Single by John Michael Montgomery

from the album Leave a Mark
- Released: September 28, 1998
- Recorded: 1998
- Genre: Country
- Length: 4:10
- Label: Atlantic
- Songwriter(s): Blair Daly; Will Rambeaux;
- Producer(s): Csaba Petocz, John Michael Montgomery

John Michael Montgomery singles chronology
| "Cover You in Kisses" (1998) | "Hold On to Me" (1998) | "Hello L.O.V.E." (1999) |

= Hold On to Me (John Michael Montgomery song) =

"Hold On to Me" is a song recorded by American country music artist John Michael Montgomery. It was written by Blair Daly and Will Rambeaux, and produced by Montgomery and Csaba Petocz. It was released in September 1998 as the third and final single from his album Leave a Mark. It peaked at number four in both the United States and Canada.

==Critical reception==
Deborah Evans Price of Billboard magazine reviewed the song favorably, saying that "there's a simple honesty in the lyric of this song." She goes on to say that the production is skilled and the emphasis is on Montgomery's "self-assured vocal performance."

• _Items_:
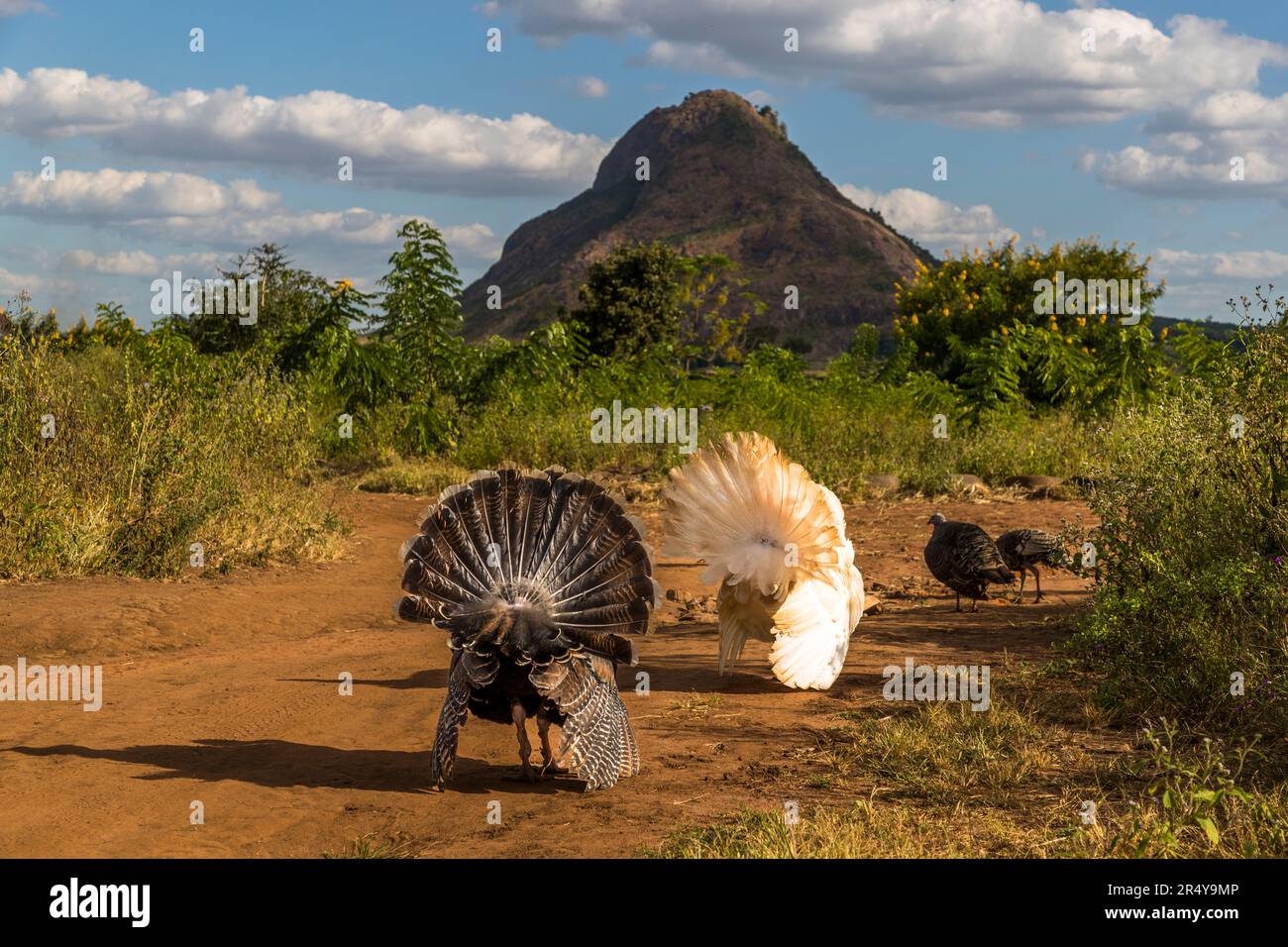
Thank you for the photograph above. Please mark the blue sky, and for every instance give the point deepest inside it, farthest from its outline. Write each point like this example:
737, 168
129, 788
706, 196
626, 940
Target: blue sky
171, 158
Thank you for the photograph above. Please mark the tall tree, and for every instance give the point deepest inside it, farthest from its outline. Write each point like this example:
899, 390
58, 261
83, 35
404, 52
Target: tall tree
631, 300
420, 302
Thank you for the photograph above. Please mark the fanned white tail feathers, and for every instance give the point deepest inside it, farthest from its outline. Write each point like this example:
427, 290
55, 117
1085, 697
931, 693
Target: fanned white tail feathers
776, 541
754, 515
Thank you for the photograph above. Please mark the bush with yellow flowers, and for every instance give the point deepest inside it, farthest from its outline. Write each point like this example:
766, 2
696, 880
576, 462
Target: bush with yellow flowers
1009, 325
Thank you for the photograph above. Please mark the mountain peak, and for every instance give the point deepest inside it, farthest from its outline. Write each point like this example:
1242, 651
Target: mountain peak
722, 176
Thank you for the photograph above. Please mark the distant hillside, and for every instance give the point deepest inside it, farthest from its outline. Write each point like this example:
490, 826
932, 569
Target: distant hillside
724, 178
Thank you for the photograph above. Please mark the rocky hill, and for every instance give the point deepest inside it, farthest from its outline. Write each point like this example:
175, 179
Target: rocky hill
724, 178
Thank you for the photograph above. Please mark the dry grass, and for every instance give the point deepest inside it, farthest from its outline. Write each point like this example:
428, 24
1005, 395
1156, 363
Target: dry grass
1030, 777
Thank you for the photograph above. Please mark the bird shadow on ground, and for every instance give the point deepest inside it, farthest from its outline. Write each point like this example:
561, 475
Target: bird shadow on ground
429, 680
282, 764
273, 763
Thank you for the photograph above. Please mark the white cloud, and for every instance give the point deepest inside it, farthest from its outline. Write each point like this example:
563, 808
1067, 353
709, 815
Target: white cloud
13, 283
16, 8
1190, 150
931, 221
140, 263
591, 88
423, 147
1263, 265
198, 210
112, 196
967, 62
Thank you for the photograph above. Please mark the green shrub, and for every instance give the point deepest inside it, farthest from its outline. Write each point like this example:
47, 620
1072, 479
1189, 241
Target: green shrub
143, 464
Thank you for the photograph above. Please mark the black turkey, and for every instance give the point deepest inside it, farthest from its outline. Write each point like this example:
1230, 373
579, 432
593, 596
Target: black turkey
1022, 551
536, 578
965, 558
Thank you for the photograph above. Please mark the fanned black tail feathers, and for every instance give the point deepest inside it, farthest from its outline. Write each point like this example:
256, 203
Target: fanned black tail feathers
541, 571
552, 545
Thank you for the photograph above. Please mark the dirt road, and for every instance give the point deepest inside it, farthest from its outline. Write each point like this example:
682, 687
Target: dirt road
226, 692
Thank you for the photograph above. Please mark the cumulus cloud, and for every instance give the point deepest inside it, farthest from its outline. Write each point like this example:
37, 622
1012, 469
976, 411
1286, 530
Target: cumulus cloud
421, 149
198, 210
1263, 265
932, 222
112, 196
16, 8
967, 62
1190, 150
138, 262
591, 88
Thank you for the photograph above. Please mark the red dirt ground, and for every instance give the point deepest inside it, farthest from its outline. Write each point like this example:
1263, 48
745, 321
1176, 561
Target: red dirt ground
226, 690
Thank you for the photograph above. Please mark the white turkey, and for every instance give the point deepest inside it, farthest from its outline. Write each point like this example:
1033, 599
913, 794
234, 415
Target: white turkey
536, 578
776, 541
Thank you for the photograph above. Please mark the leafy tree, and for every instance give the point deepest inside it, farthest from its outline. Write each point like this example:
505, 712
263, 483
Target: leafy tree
632, 300
288, 298
421, 312
329, 351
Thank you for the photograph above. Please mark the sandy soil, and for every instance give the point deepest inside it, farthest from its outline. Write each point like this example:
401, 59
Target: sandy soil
226, 690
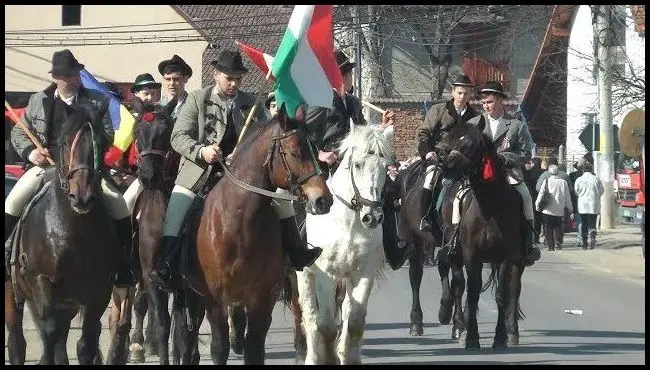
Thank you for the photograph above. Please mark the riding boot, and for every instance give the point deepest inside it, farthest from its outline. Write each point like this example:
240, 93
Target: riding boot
532, 252
124, 276
299, 254
10, 223
161, 274
426, 224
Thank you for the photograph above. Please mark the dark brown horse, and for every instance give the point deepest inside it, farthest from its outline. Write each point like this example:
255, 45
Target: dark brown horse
490, 231
411, 211
239, 258
157, 168
68, 254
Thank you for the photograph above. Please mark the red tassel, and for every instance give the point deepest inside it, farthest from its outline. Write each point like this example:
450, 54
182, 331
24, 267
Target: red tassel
488, 169
112, 157
133, 155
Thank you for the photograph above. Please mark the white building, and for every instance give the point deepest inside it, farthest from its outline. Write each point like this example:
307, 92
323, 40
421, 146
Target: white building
582, 89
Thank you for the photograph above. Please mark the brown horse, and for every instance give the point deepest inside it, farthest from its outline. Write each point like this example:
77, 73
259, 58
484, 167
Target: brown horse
239, 258
157, 166
63, 267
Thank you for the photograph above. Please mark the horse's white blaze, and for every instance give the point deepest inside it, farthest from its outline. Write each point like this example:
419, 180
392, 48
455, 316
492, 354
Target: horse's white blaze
351, 251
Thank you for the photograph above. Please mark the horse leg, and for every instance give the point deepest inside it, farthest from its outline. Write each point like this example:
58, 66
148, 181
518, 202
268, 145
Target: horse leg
474, 282
88, 352
237, 328
500, 337
136, 348
220, 346
416, 269
446, 299
120, 325
318, 316
458, 289
158, 309
355, 308
16, 346
299, 339
259, 322
513, 310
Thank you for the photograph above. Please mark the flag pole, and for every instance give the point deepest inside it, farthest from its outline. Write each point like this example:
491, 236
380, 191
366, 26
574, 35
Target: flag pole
19, 122
258, 100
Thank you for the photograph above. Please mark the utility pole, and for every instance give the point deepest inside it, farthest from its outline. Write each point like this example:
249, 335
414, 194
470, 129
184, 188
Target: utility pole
604, 38
357, 50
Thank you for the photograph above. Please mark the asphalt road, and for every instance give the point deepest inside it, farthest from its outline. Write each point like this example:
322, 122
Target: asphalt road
611, 329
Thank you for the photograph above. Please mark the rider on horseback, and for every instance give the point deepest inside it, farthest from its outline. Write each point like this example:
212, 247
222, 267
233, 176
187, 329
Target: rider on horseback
328, 127
206, 131
45, 113
439, 120
514, 143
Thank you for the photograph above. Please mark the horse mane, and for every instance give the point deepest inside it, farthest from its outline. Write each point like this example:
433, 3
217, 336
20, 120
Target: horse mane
365, 139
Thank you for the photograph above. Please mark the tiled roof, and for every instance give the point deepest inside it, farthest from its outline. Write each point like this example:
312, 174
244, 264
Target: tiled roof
260, 26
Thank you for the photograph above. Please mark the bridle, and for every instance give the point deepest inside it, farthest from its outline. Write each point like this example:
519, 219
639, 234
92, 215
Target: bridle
64, 177
295, 183
357, 200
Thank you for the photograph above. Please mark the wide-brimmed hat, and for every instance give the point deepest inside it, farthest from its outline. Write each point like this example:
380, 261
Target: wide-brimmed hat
64, 63
493, 87
177, 61
230, 63
144, 80
463, 80
343, 62
113, 89
269, 99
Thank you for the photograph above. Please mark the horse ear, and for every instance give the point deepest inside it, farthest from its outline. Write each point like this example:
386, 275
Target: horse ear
481, 123
169, 108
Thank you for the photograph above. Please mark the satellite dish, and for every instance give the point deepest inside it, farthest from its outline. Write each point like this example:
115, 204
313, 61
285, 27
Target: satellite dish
632, 133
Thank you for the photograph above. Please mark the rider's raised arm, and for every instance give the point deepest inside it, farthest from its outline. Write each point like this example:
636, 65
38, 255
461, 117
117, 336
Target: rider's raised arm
184, 138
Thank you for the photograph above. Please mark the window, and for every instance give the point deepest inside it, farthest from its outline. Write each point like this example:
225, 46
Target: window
71, 15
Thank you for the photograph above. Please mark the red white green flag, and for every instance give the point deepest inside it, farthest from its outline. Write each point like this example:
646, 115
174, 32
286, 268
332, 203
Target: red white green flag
305, 67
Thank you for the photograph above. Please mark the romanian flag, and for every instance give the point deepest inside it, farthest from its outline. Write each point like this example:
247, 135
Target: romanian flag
123, 120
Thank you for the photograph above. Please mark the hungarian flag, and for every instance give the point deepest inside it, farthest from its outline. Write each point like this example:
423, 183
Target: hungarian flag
262, 60
123, 120
305, 67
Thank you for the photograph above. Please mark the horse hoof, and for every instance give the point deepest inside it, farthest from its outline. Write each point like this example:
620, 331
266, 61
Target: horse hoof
137, 353
416, 330
513, 340
456, 334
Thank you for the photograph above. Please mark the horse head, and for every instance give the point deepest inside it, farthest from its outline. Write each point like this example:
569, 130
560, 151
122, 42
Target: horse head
152, 140
360, 179
468, 151
77, 160
292, 162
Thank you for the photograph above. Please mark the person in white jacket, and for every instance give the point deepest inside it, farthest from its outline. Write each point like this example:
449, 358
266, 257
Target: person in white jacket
589, 189
553, 211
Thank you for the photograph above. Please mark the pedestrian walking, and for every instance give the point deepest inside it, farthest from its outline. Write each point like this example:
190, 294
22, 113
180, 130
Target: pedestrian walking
552, 201
589, 189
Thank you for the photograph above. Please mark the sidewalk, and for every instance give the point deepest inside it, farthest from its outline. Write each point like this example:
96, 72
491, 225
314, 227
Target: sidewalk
617, 251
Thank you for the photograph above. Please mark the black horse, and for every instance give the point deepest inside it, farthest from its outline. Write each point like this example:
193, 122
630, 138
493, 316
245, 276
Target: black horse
68, 253
491, 230
411, 211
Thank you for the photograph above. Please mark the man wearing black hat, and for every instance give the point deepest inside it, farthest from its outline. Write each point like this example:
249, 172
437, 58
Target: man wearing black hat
45, 114
328, 127
207, 130
145, 87
175, 74
514, 143
439, 120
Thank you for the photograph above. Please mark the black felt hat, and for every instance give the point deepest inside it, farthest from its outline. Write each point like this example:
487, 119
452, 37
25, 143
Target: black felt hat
178, 62
65, 64
230, 63
144, 80
493, 87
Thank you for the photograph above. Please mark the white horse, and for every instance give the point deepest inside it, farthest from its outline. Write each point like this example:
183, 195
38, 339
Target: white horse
351, 238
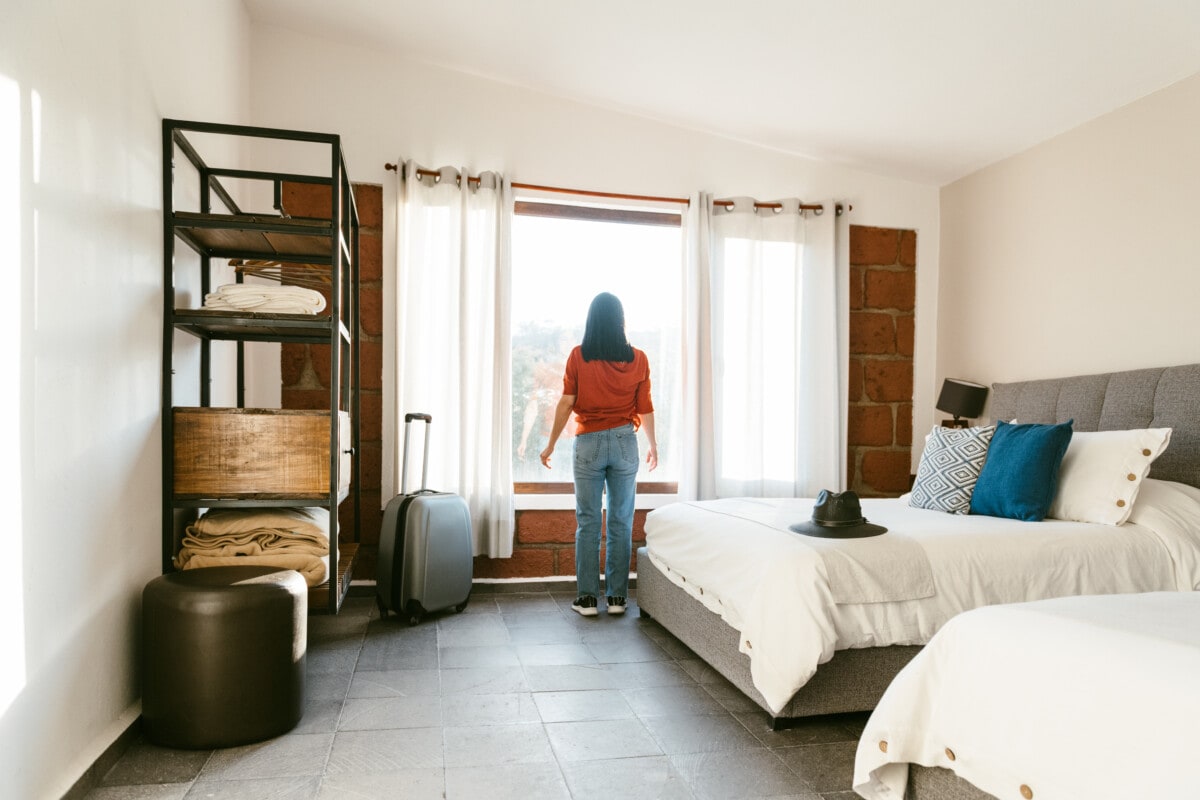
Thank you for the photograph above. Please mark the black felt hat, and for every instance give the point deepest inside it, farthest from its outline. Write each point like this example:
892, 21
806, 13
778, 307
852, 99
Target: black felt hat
838, 515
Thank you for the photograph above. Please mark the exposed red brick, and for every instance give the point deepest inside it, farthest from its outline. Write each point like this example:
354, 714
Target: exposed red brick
905, 335
871, 334
370, 258
887, 380
526, 563
855, 380
909, 248
370, 464
887, 470
870, 425
371, 310
318, 355
371, 364
370, 417
891, 289
904, 425
369, 200
305, 398
541, 527
856, 288
879, 246
293, 359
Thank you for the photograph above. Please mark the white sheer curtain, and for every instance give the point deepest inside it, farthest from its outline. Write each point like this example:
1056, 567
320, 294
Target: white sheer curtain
765, 338
453, 355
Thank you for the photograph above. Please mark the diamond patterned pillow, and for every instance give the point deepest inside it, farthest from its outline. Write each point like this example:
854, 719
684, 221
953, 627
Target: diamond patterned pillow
949, 468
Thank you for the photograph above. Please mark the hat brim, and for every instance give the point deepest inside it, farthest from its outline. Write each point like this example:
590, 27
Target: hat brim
861, 530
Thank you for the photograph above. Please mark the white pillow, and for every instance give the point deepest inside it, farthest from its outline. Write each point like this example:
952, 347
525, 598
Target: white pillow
1102, 471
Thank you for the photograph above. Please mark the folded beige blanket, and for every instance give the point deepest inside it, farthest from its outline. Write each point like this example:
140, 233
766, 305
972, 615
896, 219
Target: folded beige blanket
295, 539
313, 569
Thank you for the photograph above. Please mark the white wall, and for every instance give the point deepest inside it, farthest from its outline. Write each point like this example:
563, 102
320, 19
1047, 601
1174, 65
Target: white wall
1080, 254
83, 86
389, 108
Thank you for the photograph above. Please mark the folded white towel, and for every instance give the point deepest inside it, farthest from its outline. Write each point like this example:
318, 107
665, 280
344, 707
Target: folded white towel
268, 299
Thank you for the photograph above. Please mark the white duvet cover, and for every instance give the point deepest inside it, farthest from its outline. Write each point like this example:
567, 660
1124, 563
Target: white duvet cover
772, 585
1077, 697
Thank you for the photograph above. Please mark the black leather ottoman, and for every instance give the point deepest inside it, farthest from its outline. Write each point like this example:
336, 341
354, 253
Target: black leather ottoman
223, 655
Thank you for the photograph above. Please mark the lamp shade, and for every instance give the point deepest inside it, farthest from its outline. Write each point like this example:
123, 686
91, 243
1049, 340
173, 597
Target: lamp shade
961, 398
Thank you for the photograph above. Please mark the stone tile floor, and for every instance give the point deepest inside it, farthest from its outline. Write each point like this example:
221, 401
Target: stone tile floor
517, 697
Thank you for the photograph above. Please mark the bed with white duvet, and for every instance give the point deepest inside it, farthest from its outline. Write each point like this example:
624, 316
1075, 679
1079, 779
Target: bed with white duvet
796, 600
1077, 697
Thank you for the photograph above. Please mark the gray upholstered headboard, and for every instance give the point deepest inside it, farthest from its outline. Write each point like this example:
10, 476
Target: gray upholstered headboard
1163, 397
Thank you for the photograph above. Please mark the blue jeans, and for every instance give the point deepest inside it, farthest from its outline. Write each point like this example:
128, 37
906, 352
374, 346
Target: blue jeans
605, 459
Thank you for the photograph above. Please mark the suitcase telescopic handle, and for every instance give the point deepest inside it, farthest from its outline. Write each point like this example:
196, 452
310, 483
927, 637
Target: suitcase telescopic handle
425, 463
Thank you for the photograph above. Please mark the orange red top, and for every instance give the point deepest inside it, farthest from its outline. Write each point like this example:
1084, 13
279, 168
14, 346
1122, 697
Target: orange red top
609, 394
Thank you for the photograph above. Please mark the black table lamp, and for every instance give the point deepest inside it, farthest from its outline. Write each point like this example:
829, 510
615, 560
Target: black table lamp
961, 398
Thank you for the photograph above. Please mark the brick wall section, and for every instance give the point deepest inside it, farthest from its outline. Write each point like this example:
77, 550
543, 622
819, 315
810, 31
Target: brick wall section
882, 302
545, 546
305, 367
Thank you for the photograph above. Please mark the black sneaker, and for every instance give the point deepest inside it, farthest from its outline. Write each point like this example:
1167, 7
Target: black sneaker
585, 605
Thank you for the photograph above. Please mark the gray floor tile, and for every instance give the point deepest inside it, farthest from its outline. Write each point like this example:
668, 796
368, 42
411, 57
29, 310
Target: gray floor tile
497, 745
552, 631
651, 777
399, 653
291, 756
827, 768
384, 713
409, 785
489, 655
468, 710
583, 741
741, 775
279, 788
507, 782
569, 678
142, 792
495, 703
809, 731
395, 683
373, 752
527, 603
484, 680
545, 655
671, 701
635, 648
700, 734
145, 763
643, 674
582, 707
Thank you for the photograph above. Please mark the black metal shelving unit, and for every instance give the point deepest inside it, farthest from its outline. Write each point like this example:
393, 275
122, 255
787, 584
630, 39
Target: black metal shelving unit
220, 229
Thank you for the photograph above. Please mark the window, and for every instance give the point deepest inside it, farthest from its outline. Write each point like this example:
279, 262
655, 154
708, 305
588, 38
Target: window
564, 253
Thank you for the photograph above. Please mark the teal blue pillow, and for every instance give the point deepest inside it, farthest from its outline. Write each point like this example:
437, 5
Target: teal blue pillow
1020, 476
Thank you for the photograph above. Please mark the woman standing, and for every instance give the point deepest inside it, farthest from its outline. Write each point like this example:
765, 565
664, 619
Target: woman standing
607, 385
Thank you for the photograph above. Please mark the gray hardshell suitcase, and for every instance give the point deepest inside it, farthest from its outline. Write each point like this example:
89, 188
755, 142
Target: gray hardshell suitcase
425, 546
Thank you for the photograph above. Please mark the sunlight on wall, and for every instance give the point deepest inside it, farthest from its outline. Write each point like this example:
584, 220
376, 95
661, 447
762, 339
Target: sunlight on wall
12, 621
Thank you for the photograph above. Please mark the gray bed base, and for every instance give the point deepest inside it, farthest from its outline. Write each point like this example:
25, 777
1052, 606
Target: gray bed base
853, 680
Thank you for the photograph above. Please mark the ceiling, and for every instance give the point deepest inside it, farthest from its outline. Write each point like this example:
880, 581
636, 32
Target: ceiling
924, 90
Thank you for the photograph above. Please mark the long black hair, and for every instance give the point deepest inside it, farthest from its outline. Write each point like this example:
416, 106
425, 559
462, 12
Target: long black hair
604, 337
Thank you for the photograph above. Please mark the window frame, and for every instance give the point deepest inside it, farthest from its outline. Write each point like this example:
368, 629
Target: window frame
594, 214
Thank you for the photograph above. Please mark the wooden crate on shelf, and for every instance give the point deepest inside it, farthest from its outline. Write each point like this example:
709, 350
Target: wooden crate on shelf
234, 452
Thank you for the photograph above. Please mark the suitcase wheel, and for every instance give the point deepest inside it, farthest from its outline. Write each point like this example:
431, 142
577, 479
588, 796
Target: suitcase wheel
414, 612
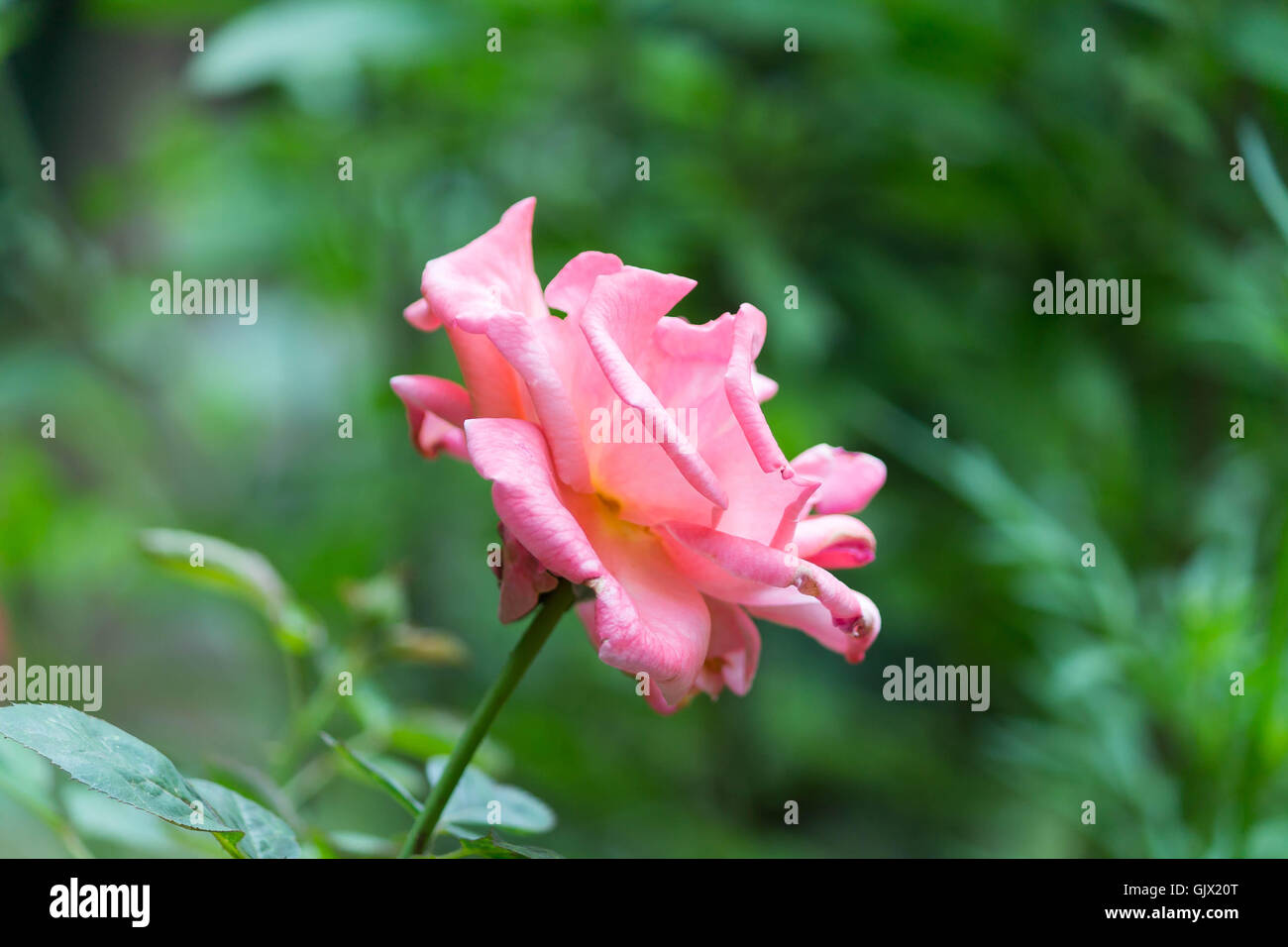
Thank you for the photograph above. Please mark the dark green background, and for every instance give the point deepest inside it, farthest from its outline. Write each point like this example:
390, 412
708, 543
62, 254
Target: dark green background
768, 169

• _Given instruction A_: Rewrite the song article from "John Michael Montgomery singles" up to and including "States and Canada.", replacing "third and final single" with "last single".
• _Given instruction B_: According to the song article, who reviewed the song for Billboard magazine?
• _Given instruction C_: Take the article on the song "Hold On to Me" further from where it stops.
The material shown separately is unrelated to the song article.

• _Output A_:
John Michael Montgomery singles chronology
| "Cover You in Kisses" (1998) | "Hold On to Me" (1998) | "Hello L.O.V.E." (1999) |

= Hold On to Me (John Michael Montgomery song) =

"Hold On to Me" is a song recorded by American country music artist John Michael Montgomery. It was written by Blair Daly and Will Rambeaux, and produced by Montgomery and Csaba Petocz. It was released in September 1998 as the last single from his album Leave a Mark. It peaked at number four in both the United States and Canada.

• _Output B_: Deborah Evans Price

• _Output C_:
==Music video==
The music video was directed by Jim Shea and premiered in early 1999.

==Chart positions==
"Hold On to Me" debuted at number 60 on the US Billboard Hot Country Singles & Tracks for the week of October 10, 1998. It peaked at number 33 on the Billboard Hot 100, making it Montgomery's first top 40 hit. It is his most successful single to date.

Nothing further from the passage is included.